Dataset records:

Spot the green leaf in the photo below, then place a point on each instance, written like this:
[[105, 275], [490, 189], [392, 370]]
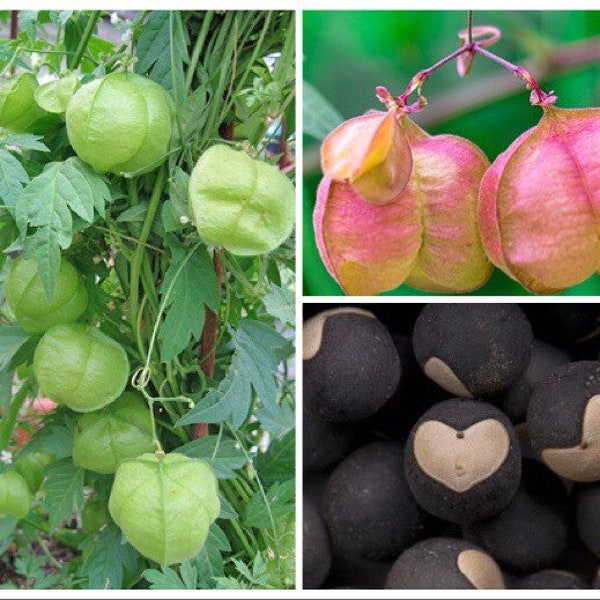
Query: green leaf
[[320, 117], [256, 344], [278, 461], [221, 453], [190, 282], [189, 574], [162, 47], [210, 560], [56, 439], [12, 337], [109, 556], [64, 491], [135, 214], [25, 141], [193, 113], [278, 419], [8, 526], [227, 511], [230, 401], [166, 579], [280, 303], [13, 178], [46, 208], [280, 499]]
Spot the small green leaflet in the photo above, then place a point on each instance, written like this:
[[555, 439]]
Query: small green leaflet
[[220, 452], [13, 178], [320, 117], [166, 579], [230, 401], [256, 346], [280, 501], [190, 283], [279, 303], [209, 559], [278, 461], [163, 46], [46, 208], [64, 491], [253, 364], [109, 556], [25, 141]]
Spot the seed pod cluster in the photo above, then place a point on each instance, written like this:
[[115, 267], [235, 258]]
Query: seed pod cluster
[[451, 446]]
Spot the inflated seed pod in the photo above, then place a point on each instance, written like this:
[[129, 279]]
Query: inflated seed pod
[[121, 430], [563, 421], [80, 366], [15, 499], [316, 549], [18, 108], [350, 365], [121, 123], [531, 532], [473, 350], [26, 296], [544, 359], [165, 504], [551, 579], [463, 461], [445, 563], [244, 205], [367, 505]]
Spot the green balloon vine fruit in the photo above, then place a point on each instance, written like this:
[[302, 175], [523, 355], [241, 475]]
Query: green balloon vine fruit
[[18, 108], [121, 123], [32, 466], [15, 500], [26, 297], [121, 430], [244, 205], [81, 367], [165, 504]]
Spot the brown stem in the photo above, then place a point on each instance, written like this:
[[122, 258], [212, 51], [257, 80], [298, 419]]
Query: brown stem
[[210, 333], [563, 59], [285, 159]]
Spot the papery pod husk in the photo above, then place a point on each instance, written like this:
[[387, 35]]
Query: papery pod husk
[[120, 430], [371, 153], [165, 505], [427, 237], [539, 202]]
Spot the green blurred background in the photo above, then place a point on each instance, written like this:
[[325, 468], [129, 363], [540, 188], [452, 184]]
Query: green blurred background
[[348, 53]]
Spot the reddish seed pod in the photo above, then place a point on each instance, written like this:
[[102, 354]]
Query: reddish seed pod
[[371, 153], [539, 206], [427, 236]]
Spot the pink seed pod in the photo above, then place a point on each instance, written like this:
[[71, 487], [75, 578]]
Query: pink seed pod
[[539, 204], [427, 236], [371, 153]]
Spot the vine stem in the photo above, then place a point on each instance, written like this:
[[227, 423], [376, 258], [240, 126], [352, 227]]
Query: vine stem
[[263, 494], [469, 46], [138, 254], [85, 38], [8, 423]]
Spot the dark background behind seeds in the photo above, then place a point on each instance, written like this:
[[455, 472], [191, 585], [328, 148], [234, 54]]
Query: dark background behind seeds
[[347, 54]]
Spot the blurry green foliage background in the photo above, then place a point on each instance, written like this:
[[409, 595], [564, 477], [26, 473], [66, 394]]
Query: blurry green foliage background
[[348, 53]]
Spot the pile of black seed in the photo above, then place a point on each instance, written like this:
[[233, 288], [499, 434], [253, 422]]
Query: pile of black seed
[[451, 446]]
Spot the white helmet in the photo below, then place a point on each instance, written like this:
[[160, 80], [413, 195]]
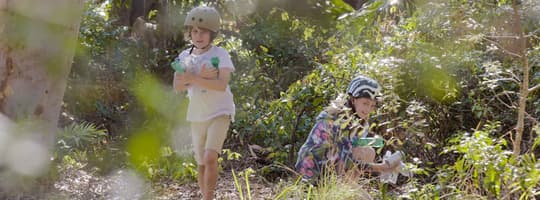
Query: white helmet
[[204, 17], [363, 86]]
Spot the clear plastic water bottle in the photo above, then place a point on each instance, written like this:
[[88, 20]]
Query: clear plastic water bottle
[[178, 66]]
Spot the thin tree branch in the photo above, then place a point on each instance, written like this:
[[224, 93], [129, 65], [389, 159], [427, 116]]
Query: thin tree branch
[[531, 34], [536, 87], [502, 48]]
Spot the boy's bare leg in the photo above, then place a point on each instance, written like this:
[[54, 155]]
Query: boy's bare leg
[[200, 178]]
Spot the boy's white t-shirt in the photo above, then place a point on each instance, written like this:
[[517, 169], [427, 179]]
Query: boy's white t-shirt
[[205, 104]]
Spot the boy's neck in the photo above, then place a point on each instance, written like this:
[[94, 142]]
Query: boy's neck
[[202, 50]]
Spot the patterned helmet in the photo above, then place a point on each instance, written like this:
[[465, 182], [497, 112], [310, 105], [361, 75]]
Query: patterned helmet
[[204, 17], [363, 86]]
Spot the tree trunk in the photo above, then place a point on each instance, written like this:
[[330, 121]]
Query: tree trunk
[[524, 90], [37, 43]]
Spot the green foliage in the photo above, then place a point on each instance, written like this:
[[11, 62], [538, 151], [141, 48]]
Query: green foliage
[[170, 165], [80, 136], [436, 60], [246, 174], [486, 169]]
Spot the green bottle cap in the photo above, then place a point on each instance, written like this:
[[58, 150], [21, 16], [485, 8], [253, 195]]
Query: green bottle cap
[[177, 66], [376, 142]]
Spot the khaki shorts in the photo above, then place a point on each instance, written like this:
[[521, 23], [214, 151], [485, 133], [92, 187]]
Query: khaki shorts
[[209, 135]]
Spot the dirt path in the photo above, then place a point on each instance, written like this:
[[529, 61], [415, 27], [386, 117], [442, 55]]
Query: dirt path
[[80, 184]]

* * *

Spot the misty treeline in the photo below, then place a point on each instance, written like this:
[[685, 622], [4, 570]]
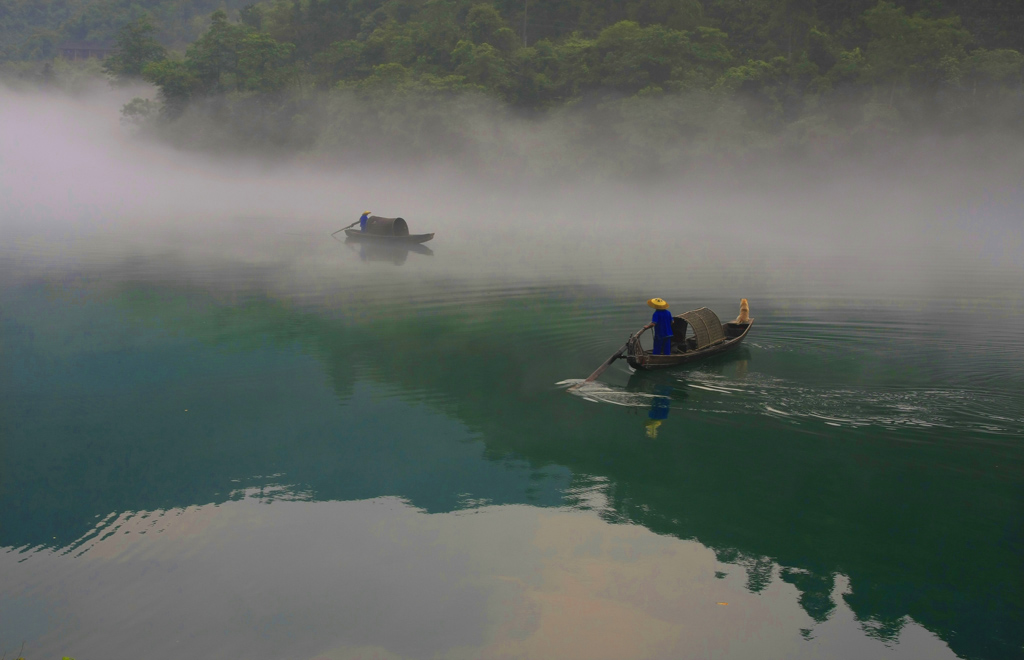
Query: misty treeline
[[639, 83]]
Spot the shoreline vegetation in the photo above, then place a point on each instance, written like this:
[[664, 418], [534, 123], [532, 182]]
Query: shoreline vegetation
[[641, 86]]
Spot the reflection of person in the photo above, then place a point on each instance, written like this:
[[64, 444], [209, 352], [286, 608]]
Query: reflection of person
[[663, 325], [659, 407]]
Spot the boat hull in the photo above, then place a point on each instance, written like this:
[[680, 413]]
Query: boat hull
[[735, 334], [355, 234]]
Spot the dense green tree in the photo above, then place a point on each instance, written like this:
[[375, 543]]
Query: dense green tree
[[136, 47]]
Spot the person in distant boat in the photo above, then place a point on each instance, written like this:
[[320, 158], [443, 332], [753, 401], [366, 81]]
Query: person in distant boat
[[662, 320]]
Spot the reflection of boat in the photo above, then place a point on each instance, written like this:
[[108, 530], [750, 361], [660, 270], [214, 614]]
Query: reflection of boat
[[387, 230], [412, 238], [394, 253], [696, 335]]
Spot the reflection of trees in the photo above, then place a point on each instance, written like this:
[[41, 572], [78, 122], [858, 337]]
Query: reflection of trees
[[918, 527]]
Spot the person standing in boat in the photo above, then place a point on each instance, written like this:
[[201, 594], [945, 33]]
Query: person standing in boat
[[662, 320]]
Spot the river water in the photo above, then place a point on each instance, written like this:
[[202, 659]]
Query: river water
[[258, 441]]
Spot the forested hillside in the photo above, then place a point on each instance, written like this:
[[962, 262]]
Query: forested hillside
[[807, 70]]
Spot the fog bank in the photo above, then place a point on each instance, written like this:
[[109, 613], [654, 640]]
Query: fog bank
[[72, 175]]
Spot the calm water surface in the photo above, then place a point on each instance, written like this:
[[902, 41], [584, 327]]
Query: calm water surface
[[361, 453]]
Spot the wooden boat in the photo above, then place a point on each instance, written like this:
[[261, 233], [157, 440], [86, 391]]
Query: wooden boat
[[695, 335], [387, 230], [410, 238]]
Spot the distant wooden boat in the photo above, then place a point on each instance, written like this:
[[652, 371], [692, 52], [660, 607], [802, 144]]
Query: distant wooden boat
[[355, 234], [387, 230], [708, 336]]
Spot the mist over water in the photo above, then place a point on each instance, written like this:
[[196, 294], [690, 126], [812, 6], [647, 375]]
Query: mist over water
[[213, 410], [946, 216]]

* **Task to carry out**
In the records above, each line with the string "below" should be copied.

* **Solution to this task**
Spot the green leaf in the photo below, then place a point on each instance, written like this:
Spot the white helmet in the photo below, then place a point on each instance, written like this:
Spot the misty treeline in the photo below, then place a point on each instance, written like this:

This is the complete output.